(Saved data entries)
##########

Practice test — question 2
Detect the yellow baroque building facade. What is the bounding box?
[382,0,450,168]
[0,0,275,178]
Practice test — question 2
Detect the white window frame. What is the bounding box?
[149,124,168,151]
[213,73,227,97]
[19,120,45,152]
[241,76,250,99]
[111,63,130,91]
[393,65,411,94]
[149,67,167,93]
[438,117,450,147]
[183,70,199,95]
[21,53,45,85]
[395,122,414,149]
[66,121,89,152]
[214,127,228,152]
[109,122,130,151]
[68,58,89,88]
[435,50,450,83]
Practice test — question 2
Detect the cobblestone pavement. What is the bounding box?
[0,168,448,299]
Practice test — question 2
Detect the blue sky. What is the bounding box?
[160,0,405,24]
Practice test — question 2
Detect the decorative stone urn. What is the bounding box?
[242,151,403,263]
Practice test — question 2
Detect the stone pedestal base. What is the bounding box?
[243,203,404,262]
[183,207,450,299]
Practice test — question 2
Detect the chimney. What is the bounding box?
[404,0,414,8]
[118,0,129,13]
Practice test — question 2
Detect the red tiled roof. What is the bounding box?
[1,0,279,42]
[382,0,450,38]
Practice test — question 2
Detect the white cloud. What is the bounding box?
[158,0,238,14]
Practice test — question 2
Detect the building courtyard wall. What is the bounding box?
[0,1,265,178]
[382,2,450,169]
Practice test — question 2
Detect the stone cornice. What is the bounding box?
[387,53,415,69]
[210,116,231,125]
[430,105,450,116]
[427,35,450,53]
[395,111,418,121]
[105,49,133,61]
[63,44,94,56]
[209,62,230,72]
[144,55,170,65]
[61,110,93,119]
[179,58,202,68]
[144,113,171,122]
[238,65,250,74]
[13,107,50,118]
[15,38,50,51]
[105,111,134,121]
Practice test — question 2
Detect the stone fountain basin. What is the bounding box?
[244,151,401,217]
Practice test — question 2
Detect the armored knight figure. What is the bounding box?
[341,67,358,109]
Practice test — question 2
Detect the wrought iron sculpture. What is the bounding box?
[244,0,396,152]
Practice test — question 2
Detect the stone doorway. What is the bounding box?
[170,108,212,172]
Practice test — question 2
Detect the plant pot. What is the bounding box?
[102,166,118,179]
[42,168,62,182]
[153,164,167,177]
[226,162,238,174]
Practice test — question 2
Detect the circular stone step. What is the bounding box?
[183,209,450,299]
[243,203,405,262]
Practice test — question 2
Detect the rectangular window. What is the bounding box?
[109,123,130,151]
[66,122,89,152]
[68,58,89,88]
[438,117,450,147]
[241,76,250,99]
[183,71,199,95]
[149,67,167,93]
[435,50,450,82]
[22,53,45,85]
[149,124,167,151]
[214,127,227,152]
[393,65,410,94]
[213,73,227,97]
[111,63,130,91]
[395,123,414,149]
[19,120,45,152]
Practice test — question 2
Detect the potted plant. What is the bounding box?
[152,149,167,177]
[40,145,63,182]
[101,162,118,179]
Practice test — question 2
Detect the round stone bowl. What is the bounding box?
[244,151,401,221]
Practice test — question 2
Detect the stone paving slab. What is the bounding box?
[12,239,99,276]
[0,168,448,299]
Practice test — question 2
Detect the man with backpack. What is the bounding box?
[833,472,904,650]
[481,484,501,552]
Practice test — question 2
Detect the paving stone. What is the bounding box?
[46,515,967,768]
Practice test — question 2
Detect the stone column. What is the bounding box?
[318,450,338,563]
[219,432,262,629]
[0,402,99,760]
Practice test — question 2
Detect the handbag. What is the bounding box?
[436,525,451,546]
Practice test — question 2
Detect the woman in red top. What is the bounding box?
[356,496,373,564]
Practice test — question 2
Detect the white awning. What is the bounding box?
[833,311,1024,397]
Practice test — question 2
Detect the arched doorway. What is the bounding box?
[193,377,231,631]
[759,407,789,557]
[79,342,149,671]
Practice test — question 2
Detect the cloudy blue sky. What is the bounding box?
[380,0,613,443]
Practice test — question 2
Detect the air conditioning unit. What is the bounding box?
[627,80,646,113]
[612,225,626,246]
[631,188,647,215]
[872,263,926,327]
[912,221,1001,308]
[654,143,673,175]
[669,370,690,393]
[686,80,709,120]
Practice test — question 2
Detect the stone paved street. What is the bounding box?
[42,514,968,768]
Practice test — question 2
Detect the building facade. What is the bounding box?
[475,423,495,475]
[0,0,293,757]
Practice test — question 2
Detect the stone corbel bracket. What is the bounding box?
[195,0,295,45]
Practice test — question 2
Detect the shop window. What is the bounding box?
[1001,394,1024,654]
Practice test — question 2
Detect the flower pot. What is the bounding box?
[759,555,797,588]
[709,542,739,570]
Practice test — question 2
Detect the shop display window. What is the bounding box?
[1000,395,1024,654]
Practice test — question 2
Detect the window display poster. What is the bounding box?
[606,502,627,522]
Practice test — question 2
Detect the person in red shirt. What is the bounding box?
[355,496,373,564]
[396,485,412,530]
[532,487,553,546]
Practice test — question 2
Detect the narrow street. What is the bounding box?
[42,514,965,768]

##########

◆ Exercise prompt:
Word for word, restate the entries that appear above.

◆ Exercise solution:
Practice test — question 2
Detect the yellow baroque building facade. What is the bounding box?
[382,0,450,168]
[0,0,275,178]
Practice test — question 2
Detect the white window frame. What is the bounding box?
[149,124,168,151]
[213,73,227,97]
[19,120,45,152]
[241,76,250,99]
[111,63,130,91]
[393,65,411,94]
[149,67,167,93]
[438,117,450,147]
[183,70,199,95]
[21,53,45,85]
[395,122,414,149]
[66,121,89,152]
[214,127,228,152]
[109,122,130,151]
[68,58,89,88]
[435,50,450,83]
Practice test — question 2
Detect the cobblestone pavement. What is the bounding box?
[0,168,448,299]
Practice test — question 2
Detect the blue sky. What is the bounding box?
[160,0,405,24]
Practice test — question 2
Detect the decorative stone urn. What is the bounding box?
[242,151,403,263]
Practice test — question 2
Detect the stone pedestal base. What is the bounding box?
[243,203,404,262]
[183,207,450,299]
Practice test — question 2
Detect the chimney. What is the bounding box?
[404,0,414,8]
[118,0,129,13]
Practice test — question 2
Detect the red tiled roof. What is the bounding box?
[1,0,279,42]
[382,0,450,38]
Practice test — question 2
Detect the white cloud. What is the bounding box?
[158,0,238,14]
Practice test — question 2
Detect the building courtyard wall. What is the bounding box?
[0,1,265,178]
[382,2,450,169]
Practice test — question 2
Detect the stone cornice. What is the bounding box?
[387,53,415,69]
[210,116,231,125]
[430,105,450,116]
[427,35,450,53]
[395,111,418,121]
[105,49,133,61]
[63,44,94,56]
[209,62,230,72]
[144,55,170,65]
[61,110,93,119]
[179,58,202,68]
[144,113,171,122]
[238,65,250,74]
[13,107,50,118]
[15,38,50,51]
[105,111,134,121]
Practice test — question 2
Detect the stone fountain basin. What is the bounding box?
[244,151,401,217]
Practice test — question 2
Detect the armored knight figure. What is the bounding box?
[341,67,358,109]
Practice test — question 2
Detect the wrought iron sculpture. What is the bounding box?
[244,0,396,152]
Practice test — question 2
Detect the stone doorway. What is the bounding box?
[170,108,212,172]
Practice test — question 2
Detect the plant pot. What is the bounding box?
[102,166,118,179]
[42,168,62,182]
[153,164,167,177]
[226,162,238,174]
Practice test — question 2
Detect the circular stone step. What is the bounding box?
[183,209,450,299]
[243,203,405,262]
Practice test — question 2
Detect the rectangular window. What is the bounding box?
[109,123,130,151]
[66,122,89,152]
[68,58,89,88]
[438,117,450,147]
[241,76,250,99]
[183,71,199,95]
[149,67,167,93]
[435,50,450,82]
[22,53,45,85]
[149,124,167,151]
[214,127,227,152]
[393,65,410,94]
[213,73,227,97]
[111,63,130,91]
[395,123,414,149]
[19,120,45,152]
Practice test — question 2
Detect the potted plant. What is the bounding box?
[152,149,167,177]
[40,145,63,182]
[101,162,118,179]
Practice test — question 2
Detect the round stone bowl. What is the bounding box?
[244,151,401,221]
Practice test — question 2
Detect the stone paving slab. What is the bounding box?
[12,239,99,276]
[0,168,448,299]
Practice test — question 2
Detect the man with backpack. What is the bounding box?
[833,472,904,650]
[481,484,501,552]
Practice test — question 2
Detect the paving stone. What is the bounding box?
[46,515,967,768]
Practice test — question 2
Detect the stone column. What is the bounding box?
[318,450,338,563]
[219,432,262,629]
[0,402,99,760]
Practice test — question 2
Detect the handbag. What is the bounding box?
[436,525,451,546]
Practice test — question 2
Detect the woman in red top. What is the bounding box?
[356,496,373,564]
Practice test — question 2
Detect the white awning. What is the bounding box?
[833,311,1024,397]
Practice test — question 2
Detect the arched doorway. What is the bounding box?
[193,377,231,631]
[759,407,789,557]
[79,342,149,671]
Practice test — question 2
Detect the cloudy blue sky. What is the bounding box?
[380,0,613,443]
Practice test — question 2
Detect the air conditioning unit. What is the bounding box?
[627,80,646,113]
[612,225,626,246]
[631,188,647,215]
[872,263,926,327]
[912,221,1001,308]
[654,143,673,175]
[669,370,690,393]
[686,80,709,120]
Practice test — question 2
Detect the stone paved street. What is the bounding box?
[42,514,968,768]
Practice test — question 2
Detect the building facade. What is the bounding box?
[475,423,495,475]
[0,0,293,757]
Practice test — question 2
Detect the stone corbel bracket. What is the bounding box?
[195,0,295,45]
Practice test — question 2
Detect the shop window. What is the bounding box?
[1001,394,1024,654]
Practice test — question 2
Detect the flower pot. What is the bounding box?
[759,555,797,588]
[709,542,739,570]
Practice test — question 2
Detect the shop display window. What is the bounding box?
[1000,395,1024,654]
Practice test — question 2
Detect the window display poster. What is the bounding box?
[606,502,627,522]
Practice test — question 2
Detect the person in red shirt. What is the bounding box?
[355,496,373,564]
[396,485,412,530]
[532,487,553,546]
Practice test — question 2
Detect the narrow street. What is the bounding box?
[42,514,965,768]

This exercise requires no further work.